Start of Source text

The Wells Fargo Autograph is the broader rival: unlimited 3X on restaurants, travel, gas, transit, streaming, and phone plans with no annual fee. The Travel Advantage beats it on gas up to the cap (5% versus 3%); Autograph wins on breadth and simplicity.
What neither AAA card does is replace a catch-all. The 1% base rate is weak, so pair either card with a 2% flat-rate card for everything outside the bonus categories.
Compare these cards against your actual spending →
What about Costco?
This deserves its own section because the categories trip people up. Costco warehouse purchases code as a wholesale club, not a grocery store, regardless of how many groceries are in your cart.
So at a Costco register, the Daily Advantage earns 3% (its wholesale club rate), not 5%. That still makes it one of the better cards to use at Costco, since both AAA cards are Visas and Costco takes Visa. The Travel Advantage earns just 1% inside the warehouse, but should earn 5% at Costco's gas pumps, where transactions code as fuel.
The fine print that matters
Merchant coding controls everything. Bonus rates apply when the merchant's category code matches an eligible category. Comenity and AAA don't assign those codes and won't fix miscoded purchases. A superette that codes as a convenience store earns 1%, not 5%.

End of Source text
Start of Information provided

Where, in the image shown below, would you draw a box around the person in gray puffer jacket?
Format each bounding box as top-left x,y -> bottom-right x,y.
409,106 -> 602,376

End of Information provided

--- Task prompt ---
Please continue the piece on the AAA credit cards, starting after its last sentence.

--- Exercise result ---
PayPal and Venmo kill the bonus. The terms state that purchases made through third-party payment accounts, including PayPal and Venmo, earn no bonus cash back. If you pay for groceries through a PayPal checkout button, expect 1%.
"AAA purchases" is narrower than it sounds. The 3% applies when a participating AAA club is the merchant of record. Third-party insurance products, extended warranties, and some travel services sold through AAA are excluded.
Rewards expire and can be forfeited. Cash back expires five years after it posts. Comenity can forfeit rewards if your account goes 60 days delinquent or is closed; voluntary closures generally give you 30 days to redeem first.
Terms can change. Comenity reserves the right to modify or end the rewards program. Co-branded cards re-price more often than bank flagship cards, so the rates above are accurate as of June 2026 and worth re-checking before you apply.
Who should get which card
Get the Daily Advantage if groceries are your biggest bonus-eligible expense. Up to $10,000 a year at 5% with no fee is rare, and 3% on streaming and pharmacy is useful filler. (How does it score for your wallet? →)
Get the Travel Advantage if you spend heavily on gas or EV charging away from Costco, or you want one no-fee card that covers fuel, restaurants, and travel at decent rates. Up to $7,000 of fuel at 5% beats nearly every no-fee competitor.
Get neither if you want one card for everything. A flat 2% card beats both outside their bonus categories, and points cards beat them for premium travel value.
Getting both is a legitimate strategy: Daily for groceries, Travel for gas, and the shared issuer means one login. Just remember each card's caps run separately, and only the Daily card's cap is shared across categories.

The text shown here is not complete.